[Point labels for objects]
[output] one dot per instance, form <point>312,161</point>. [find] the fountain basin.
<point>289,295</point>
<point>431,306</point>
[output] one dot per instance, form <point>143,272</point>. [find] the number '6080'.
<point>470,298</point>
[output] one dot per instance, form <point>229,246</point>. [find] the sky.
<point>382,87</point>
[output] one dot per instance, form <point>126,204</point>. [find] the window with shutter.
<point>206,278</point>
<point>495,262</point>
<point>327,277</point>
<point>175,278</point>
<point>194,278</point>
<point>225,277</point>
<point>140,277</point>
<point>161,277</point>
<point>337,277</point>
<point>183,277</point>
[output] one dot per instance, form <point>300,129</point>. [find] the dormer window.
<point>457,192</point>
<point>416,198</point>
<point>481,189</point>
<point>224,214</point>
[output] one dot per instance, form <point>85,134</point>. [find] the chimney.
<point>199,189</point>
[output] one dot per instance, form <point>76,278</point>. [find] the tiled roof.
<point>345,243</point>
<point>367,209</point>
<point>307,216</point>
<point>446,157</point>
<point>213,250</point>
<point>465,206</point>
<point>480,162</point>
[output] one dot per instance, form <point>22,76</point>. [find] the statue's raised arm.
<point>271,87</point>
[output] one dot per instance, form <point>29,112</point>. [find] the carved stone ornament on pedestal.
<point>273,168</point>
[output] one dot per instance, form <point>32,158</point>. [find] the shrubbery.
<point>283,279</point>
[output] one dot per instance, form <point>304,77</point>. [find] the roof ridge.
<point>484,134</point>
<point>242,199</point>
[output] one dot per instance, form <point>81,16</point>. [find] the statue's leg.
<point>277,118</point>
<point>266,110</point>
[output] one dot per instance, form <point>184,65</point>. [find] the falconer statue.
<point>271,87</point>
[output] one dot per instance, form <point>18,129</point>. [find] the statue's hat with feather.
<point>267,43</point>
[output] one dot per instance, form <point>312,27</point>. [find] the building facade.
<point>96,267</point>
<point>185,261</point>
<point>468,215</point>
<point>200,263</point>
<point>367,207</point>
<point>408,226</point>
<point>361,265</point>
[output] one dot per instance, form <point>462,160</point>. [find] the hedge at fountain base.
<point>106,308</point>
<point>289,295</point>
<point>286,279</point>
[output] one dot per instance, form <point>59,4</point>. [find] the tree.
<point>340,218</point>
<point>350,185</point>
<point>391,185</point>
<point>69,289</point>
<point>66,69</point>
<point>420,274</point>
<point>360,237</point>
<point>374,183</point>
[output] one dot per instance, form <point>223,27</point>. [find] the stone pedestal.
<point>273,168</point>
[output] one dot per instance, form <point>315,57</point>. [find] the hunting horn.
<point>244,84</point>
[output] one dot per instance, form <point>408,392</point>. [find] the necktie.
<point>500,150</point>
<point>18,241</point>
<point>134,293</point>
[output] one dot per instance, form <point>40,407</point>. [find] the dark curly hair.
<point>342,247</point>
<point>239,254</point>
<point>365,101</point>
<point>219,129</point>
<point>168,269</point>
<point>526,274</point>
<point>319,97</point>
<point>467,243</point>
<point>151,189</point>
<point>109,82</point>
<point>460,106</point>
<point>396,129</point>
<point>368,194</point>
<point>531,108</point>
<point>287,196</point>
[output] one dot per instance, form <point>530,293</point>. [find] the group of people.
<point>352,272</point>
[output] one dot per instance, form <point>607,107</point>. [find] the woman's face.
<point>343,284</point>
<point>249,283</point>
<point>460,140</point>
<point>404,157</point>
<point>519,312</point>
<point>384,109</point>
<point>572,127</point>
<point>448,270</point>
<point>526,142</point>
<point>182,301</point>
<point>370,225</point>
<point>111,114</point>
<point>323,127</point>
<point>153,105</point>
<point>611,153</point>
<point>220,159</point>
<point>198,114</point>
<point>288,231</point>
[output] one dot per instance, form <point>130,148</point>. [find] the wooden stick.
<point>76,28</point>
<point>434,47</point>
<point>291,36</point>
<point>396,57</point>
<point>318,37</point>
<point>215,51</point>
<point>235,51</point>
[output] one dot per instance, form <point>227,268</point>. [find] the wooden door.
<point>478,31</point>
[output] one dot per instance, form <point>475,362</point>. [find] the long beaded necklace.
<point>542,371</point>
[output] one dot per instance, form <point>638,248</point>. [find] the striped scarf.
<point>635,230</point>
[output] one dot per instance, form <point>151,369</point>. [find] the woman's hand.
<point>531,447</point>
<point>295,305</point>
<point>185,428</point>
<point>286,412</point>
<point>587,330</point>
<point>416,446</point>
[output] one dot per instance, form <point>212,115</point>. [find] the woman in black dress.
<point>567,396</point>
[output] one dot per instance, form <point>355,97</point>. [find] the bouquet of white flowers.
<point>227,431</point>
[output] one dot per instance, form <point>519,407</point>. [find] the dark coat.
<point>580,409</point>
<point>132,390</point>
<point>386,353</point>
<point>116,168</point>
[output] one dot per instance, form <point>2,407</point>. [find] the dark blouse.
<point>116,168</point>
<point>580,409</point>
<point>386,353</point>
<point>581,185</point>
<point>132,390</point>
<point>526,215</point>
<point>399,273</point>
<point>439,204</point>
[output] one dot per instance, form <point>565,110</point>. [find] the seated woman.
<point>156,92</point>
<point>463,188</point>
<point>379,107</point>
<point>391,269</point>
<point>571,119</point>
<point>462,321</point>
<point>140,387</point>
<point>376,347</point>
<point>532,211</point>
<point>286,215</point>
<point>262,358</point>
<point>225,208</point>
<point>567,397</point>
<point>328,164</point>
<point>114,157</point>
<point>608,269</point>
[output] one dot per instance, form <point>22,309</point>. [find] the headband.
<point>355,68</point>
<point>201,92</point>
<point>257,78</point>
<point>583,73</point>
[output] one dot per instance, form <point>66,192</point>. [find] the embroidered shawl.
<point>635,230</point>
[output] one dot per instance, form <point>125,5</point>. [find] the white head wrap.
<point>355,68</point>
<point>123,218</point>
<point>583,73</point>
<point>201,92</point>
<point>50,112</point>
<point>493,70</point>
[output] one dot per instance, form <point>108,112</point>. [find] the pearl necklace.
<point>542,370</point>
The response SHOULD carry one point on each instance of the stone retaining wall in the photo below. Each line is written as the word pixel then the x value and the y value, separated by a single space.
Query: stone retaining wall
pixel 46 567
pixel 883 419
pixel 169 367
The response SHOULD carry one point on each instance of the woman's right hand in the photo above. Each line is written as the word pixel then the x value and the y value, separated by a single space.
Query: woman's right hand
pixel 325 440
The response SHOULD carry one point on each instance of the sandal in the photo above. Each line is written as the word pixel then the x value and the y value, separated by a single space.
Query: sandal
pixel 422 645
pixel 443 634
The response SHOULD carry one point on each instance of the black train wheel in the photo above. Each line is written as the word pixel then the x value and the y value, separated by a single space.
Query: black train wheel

> [YOUR TASK] Output the lines above as a numbered list, omitting any blank lines.

> [TASK ANSWER]
1. [output] one dot per instance, form <point>312,161</point>. [find] the fountain basin.
2. <point>289,295</point>
3. <point>431,306</point>
4. [output] one dot per instance, form <point>143,272</point>. [find] the number '6080'.
5. <point>470,298</point>
6. [output] one dot per instance, form <point>229,246</point>. [find] the sky.
7. <point>382,87</point>
8. [output] one dot per instance, form <point>126,204</point>. [find] the window with shutter.
9. <point>206,278</point>
10. <point>495,262</point>
11. <point>327,277</point>
12. <point>175,278</point>
13. <point>194,278</point>
14. <point>225,277</point>
15. <point>140,277</point>
16. <point>161,277</point>
17. <point>337,277</point>
18. <point>183,277</point>
19. [output] one dot per instance, form <point>300,129</point>. [find] the dormer window.
20. <point>457,192</point>
21. <point>416,198</point>
22. <point>481,189</point>
23. <point>224,214</point>
24. [output] one dot per instance, form <point>85,134</point>. [find] the chimney.
25. <point>199,189</point>
26. [output] one dot per instance, form <point>76,278</point>. [find] the tiled roof.
27. <point>345,243</point>
28. <point>367,209</point>
29. <point>307,216</point>
30. <point>446,157</point>
31. <point>213,250</point>
32. <point>465,206</point>
33. <point>480,162</point>
34. [output] one dot per instance, form <point>22,76</point>. [find] the statue's raised arm.
35. <point>271,87</point>
36. [output] one dot per instance, form <point>29,112</point>. [find] the carved stone ornament on pedestal.
37. <point>273,168</point>
38. [output] one dot per instance, form <point>32,158</point>. [find] the shrubbery.
39. <point>283,279</point>
40. [output] one dot per instance, form <point>304,77</point>. [find] the roof ridge.
41. <point>484,134</point>
42. <point>242,199</point>
43. [output] one dot per instance, form <point>81,16</point>. [find] the statue's leg.
44. <point>277,118</point>
45. <point>266,110</point>
46. [output] one dot per instance, form <point>184,65</point>. [find] the falconer statue.
47. <point>271,87</point>
48. [output] one dot per instance, form <point>18,129</point>. [find] the statue's hat with feather.
49. <point>267,43</point>
50. [output] one dot per instance, form <point>312,27</point>. [find] the building facade.
51. <point>96,267</point>
52. <point>185,261</point>
53. <point>468,215</point>
54. <point>200,263</point>
55. <point>367,207</point>
56. <point>408,226</point>
57. <point>361,265</point>
58. [output] one dot per instance, form <point>462,160</point>. [find] the hedge at fountain base.
59. <point>106,308</point>
60. <point>289,295</point>
61. <point>286,279</point>
62. [output] one dot per instance, form <point>59,4</point>. [find] the tree.
63. <point>340,218</point>
64. <point>350,185</point>
65. <point>391,185</point>
66. <point>69,289</point>
67. <point>66,69</point>
68. <point>420,274</point>
69. <point>360,237</point>
70. <point>374,183</point>
71. [output] one dot per instance, form <point>223,27</point>. [find] the stone pedestal.
72. <point>273,168</point>
73. [output] one dot per instance, form <point>315,57</point>. [find] the hunting horn.
74. <point>244,84</point>
75. [output] one dot per instance, form <point>408,392</point>. [find] the necktie.
76. <point>500,150</point>
77. <point>18,241</point>
78. <point>134,293</point>
79. [output] one dot per instance, form <point>40,407</point>. [find] the dark curly hair.
80. <point>342,247</point>
81. <point>239,254</point>
82. <point>365,101</point>
83. <point>219,129</point>
84. <point>168,269</point>
85. <point>526,274</point>
86. <point>319,97</point>
87. <point>467,243</point>
88. <point>151,189</point>
89. <point>109,82</point>
90. <point>460,106</point>
91. <point>396,129</point>
92. <point>368,194</point>
93. <point>531,108</point>
94. <point>287,196</point>
95. [output] one dot per instance, form <point>530,293</point>. [find] the group of people.
96. <point>352,272</point>
97. [output] one dot per instance, form <point>607,107</point>. [find] the woman's face.
98. <point>343,284</point>
99. <point>249,283</point>
100. <point>460,140</point>
101. <point>404,157</point>
102. <point>519,312</point>
103. <point>384,109</point>
104. <point>572,127</point>
105. <point>448,270</point>
106. <point>526,142</point>
107. <point>182,301</point>
108. <point>370,225</point>
109. <point>111,114</point>
110. <point>323,127</point>
111. <point>153,105</point>
112. <point>611,153</point>
113. <point>220,159</point>
114. <point>198,114</point>
115. <point>288,231</point>
116. [output] one dot per instance, form <point>130,148</point>. [find] the wooden stick.
117. <point>76,28</point>
118. <point>434,47</point>
119. <point>291,36</point>
120. <point>396,57</point>
121. <point>318,37</point>
122. <point>215,51</point>
123. <point>235,51</point>
124. [output] one dot per instance, form <point>227,268</point>. [find] the wooden door.
125. <point>478,31</point>
126. [output] one dot per instance, form <point>475,362</point>. [find] the long beaded necklace.
127. <point>542,371</point>
128. [output] one dot per instance, form <point>638,248</point>. [find] the striped scarf.
129. <point>635,230</point>
130. [output] one dot per instance, form <point>151,369</point>. [find] the woman's hand.
131. <point>531,447</point>
132. <point>295,305</point>
133. <point>185,428</point>
134. <point>286,412</point>
135. <point>587,330</point>
136. <point>416,446</point>
137. [output] one dot per instance, form <point>212,115</point>. [find] the woman in black dress.
138. <point>567,396</point>
139. [output] one dot per instance, form <point>355,97</point>. [find] the bouquet of white flowers.
140. <point>227,431</point>
141. [output] one dot per instance, form <point>519,407</point>. [find] the dark coat.
142. <point>580,409</point>
143. <point>132,390</point>
144. <point>386,353</point>
145. <point>116,168</point>
146. [output] one dot per instance, form <point>2,407</point>. [find] the dark blouse.
147. <point>116,168</point>
148. <point>580,409</point>
149. <point>386,353</point>
150. <point>581,185</point>
151. <point>132,390</point>
152. <point>526,215</point>
153. <point>399,273</point>
154. <point>439,204</point>
155. [output] one dot per instance, form <point>565,110</point>. [find] the seated woman.
156. <point>156,92</point>
157. <point>463,188</point>
158. <point>379,107</point>
159. <point>391,269</point>
160. <point>571,119</point>
161. <point>462,321</point>
162. <point>140,387</point>
163. <point>376,347</point>
164. <point>532,211</point>
165. <point>286,215</point>
166. <point>262,358</point>
167. <point>225,208</point>
168. <point>567,397</point>
169. <point>328,164</point>
170. <point>114,157</point>
171. <point>608,269</point>
172. [output] one dot per instance, form <point>22,309</point>. [find] the headband.
173. <point>355,68</point>
174. <point>201,92</point>
175. <point>257,78</point>
176. <point>583,73</point>
177. [output] one dot per instance, form <point>66,192</point>. [find] the embroidered shawl.
178. <point>635,230</point>
179. [output] one dot per instance, form <point>125,5</point>. [find] the white head wrap.
180. <point>355,68</point>
181. <point>123,218</point>
182. <point>583,73</point>
183. <point>201,92</point>
184. <point>50,112</point>
185. <point>493,70</point>
186. [output] one dot per instance, form <point>108,112</point>. [find] the pearl necklace.
187. <point>542,370</point>
188. The response SHOULD carry one point on each instance of the stone retaining wall in the photo below. Each line is written as the word pixel then the x value and the y value, separated by a single space.
189. Query: stone retaining wall
190. pixel 46 567
191. pixel 883 419
192. pixel 169 367
193. The response SHOULD carry one point on each instance of the woman's right hand in the photo above. Each line is written as the word pixel then the x value and the y value, separated by a single space.
194. Query: woman's right hand
195. pixel 325 440
196. The response SHOULD carry one point on each instance of the sandal in the photo above. Each line is written as the word pixel then the x value and the y value, separated by a single space.
197. Query: sandal
198. pixel 422 645
199. pixel 443 634
200. The response SHOULD carry one point on each instance of the black train wheel in the photo above. Each line is written as the word pixel then the x value and the y value, separated by a single space.
201. Query: black train wheel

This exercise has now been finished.